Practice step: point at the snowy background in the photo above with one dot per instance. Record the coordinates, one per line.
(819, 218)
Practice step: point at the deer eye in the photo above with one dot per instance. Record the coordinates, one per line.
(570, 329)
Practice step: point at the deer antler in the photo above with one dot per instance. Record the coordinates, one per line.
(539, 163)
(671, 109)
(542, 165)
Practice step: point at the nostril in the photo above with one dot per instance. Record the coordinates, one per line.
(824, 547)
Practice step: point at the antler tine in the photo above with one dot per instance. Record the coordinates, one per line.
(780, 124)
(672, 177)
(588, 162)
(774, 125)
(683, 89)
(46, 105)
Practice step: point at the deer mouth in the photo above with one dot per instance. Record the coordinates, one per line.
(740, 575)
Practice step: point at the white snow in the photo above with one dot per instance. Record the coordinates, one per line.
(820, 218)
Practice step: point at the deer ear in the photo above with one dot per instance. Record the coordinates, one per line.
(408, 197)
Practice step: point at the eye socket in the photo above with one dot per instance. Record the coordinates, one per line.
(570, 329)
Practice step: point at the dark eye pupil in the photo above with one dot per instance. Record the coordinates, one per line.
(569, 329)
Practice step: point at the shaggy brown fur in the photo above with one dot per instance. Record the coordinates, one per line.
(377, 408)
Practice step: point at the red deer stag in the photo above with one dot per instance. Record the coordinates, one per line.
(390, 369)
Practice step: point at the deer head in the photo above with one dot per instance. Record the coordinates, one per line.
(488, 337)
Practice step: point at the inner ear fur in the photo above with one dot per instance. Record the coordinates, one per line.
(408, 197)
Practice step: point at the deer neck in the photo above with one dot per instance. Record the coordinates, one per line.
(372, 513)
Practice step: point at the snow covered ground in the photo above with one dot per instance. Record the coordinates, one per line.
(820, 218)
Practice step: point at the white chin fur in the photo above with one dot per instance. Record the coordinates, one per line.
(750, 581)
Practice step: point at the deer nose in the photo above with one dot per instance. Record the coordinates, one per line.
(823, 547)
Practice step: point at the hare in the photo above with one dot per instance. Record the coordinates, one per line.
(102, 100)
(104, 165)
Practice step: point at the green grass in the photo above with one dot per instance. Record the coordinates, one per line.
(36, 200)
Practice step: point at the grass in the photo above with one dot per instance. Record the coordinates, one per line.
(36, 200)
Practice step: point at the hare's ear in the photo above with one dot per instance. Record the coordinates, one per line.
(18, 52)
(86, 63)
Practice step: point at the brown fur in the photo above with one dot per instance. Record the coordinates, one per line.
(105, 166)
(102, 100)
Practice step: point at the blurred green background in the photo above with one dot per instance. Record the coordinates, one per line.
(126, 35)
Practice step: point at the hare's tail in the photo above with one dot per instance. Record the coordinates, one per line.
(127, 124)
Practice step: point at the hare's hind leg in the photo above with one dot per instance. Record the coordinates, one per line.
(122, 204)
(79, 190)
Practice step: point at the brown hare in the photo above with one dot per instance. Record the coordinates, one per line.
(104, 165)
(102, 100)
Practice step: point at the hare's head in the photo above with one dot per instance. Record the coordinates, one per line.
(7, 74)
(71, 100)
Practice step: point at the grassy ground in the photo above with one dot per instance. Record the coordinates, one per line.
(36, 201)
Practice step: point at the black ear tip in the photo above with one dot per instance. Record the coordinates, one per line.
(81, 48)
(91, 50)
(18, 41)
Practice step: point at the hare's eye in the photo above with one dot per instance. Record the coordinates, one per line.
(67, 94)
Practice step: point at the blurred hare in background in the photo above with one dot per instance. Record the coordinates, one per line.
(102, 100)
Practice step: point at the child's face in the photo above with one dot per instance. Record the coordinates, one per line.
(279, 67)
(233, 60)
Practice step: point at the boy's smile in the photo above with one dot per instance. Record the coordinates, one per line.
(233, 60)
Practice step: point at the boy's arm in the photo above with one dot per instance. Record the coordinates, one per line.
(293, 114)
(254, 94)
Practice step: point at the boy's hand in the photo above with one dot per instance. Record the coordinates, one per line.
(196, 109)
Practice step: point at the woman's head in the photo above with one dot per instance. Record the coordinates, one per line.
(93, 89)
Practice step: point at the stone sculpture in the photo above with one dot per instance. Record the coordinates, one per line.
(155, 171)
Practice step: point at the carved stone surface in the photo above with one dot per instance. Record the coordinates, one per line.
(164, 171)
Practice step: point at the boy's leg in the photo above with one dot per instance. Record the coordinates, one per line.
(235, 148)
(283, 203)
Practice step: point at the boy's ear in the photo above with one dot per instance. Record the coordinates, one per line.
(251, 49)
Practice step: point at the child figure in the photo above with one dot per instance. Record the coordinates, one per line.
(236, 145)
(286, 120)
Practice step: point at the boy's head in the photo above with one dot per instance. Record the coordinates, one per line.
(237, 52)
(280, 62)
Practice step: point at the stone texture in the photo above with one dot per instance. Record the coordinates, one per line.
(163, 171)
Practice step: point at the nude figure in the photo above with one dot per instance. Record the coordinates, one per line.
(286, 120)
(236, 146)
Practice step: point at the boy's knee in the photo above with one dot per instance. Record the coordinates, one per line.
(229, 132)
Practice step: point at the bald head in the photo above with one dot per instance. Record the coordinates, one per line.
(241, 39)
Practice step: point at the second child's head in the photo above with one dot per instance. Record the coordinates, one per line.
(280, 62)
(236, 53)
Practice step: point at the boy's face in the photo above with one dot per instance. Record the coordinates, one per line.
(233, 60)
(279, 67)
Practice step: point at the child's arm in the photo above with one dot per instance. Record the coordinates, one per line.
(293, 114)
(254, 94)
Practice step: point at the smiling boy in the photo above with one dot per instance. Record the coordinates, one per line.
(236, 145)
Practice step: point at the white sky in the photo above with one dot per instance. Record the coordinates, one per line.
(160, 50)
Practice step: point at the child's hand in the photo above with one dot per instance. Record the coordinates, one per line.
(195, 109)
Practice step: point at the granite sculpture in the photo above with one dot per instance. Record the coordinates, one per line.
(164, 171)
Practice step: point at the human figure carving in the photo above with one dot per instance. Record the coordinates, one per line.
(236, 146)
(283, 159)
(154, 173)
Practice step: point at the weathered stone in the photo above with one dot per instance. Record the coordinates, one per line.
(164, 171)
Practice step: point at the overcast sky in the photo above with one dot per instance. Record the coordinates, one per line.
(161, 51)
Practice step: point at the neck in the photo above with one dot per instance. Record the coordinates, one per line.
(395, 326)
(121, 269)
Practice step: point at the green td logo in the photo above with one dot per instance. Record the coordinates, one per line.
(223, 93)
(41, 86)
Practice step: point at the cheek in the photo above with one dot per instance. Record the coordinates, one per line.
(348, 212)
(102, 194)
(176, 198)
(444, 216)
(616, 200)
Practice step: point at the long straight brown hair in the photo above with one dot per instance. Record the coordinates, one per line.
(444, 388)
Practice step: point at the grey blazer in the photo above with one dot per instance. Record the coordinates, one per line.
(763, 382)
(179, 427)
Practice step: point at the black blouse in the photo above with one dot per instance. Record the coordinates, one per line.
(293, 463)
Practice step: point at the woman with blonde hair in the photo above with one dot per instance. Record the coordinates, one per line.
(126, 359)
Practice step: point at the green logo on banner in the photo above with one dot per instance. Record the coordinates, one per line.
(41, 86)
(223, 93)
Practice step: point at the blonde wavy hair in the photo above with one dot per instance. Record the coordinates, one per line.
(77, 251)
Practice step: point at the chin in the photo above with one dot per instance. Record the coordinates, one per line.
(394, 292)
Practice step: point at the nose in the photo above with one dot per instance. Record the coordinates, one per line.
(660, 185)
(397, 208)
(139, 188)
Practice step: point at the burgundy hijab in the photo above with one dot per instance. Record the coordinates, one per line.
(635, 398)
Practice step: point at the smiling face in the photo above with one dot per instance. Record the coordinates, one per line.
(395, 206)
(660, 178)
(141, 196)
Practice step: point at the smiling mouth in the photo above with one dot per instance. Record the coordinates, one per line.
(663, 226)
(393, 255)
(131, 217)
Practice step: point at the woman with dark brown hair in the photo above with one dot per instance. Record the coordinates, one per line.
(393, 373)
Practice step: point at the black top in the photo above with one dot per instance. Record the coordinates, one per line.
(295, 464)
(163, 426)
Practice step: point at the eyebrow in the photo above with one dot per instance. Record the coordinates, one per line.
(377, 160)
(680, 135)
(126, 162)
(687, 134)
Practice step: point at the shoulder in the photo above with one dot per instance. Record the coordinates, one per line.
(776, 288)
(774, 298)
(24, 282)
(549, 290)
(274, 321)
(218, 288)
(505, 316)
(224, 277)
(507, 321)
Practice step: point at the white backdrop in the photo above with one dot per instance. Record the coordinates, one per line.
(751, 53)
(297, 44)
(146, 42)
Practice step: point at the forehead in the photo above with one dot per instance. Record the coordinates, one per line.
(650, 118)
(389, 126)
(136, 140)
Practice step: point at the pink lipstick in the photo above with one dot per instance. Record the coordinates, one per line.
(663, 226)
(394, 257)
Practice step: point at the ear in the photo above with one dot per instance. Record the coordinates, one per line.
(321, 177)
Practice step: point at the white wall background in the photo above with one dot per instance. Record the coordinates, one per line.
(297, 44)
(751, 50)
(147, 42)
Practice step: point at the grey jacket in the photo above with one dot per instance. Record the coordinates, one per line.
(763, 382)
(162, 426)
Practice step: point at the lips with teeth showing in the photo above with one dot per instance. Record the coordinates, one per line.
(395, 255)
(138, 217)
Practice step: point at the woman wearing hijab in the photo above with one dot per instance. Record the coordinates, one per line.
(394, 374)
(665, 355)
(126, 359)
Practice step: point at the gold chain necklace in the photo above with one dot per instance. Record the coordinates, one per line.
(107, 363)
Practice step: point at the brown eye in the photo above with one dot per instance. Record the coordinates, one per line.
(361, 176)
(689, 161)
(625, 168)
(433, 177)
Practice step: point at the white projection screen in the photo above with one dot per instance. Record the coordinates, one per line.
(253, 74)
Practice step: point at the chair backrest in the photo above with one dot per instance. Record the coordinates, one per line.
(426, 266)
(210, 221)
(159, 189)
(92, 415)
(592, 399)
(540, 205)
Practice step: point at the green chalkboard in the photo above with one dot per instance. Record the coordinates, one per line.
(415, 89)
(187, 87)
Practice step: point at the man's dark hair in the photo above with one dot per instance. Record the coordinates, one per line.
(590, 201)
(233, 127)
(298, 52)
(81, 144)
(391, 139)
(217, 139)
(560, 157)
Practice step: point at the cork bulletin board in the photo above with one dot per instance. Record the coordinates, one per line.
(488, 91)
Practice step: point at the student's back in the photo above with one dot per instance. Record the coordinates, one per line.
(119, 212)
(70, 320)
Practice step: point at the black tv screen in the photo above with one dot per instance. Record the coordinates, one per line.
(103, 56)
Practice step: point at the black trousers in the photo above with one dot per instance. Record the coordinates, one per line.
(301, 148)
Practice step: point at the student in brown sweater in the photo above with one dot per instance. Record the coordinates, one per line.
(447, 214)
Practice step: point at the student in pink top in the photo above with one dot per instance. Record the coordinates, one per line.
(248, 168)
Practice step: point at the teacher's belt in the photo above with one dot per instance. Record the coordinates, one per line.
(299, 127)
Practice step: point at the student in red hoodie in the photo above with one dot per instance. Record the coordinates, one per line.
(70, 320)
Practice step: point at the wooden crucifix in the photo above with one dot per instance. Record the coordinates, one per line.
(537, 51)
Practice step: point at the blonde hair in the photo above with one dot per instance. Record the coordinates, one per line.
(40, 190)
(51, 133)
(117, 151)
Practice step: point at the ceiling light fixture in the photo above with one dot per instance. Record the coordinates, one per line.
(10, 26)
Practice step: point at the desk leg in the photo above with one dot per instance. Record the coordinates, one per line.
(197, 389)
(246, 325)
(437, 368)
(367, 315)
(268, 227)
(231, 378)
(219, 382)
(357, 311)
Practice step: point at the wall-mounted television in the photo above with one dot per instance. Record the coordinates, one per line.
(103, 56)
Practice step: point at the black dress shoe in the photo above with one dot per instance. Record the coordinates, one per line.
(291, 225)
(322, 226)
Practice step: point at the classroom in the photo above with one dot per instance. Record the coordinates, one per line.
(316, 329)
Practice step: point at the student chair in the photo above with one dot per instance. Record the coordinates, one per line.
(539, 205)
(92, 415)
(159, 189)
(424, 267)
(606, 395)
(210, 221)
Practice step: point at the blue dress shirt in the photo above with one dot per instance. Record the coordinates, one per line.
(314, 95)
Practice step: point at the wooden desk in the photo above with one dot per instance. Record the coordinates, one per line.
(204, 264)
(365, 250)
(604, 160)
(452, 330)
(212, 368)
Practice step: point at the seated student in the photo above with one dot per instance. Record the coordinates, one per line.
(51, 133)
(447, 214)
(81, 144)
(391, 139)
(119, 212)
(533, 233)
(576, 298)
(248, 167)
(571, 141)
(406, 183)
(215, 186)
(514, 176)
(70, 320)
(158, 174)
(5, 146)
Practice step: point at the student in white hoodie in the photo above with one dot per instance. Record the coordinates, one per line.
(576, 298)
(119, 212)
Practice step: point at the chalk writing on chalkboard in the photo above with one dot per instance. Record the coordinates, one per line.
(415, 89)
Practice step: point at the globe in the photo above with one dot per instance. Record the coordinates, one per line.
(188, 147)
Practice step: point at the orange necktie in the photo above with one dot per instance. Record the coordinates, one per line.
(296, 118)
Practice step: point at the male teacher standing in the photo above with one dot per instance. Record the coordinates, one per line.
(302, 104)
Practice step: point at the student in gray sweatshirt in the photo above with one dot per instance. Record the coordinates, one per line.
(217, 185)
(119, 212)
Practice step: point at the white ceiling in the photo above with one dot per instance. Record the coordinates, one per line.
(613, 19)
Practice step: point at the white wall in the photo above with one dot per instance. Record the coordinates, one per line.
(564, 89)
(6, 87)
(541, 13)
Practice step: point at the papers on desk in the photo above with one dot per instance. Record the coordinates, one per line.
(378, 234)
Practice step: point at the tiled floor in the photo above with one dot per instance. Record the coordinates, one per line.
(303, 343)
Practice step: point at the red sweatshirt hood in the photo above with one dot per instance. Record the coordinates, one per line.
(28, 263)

────────────────────────────────────────

WORK TO COMPLETE: From the line containing "Practice step: point at the chalk" through the closing line of the material above, return every line exactly and omit all others.

REPLY TO THE EXERCISE:
Practice step: point at the chalk writing on chalkboard in the photo above with one dot per instance. Record the coordinates, one per line.
(415, 89)
Practice step: point at the globe in the photo above with one dot per instance. Record the coordinates, one per line.
(188, 147)
Practice step: point at the orange necktie in the photo above with one dot per instance. Record the coordinates, one per line.
(296, 118)
Practice step: point at the male teacher standing in the photo above with one dot per instance. Record the coordinates, one per line.
(302, 104)
Practice step: point at the student in gray sweatshirt in the photo above with one dot per instance. Record the coordinates, one per line.
(217, 185)
(119, 212)
Practice step: point at the white ceiling in the photo above with one dot per instance. Record the coordinates, one per line.
(613, 19)
Practice step: point at the white wall in the photo above with one dot per instance. Record the coordinates, one per line.
(564, 89)
(6, 87)
(541, 13)
Practice step: point at the papers on desk in the photo above with one dot per instance. Record the coordinates, one per line.
(378, 234)
Practice step: point at the tiled floor in the photo above with one dot per instance. Record the coordinates, one per line.
(303, 343)
Practice step: point at the red sweatshirt hood in the photo above with one dot per instance. Record the coordinates, one per line.
(28, 263)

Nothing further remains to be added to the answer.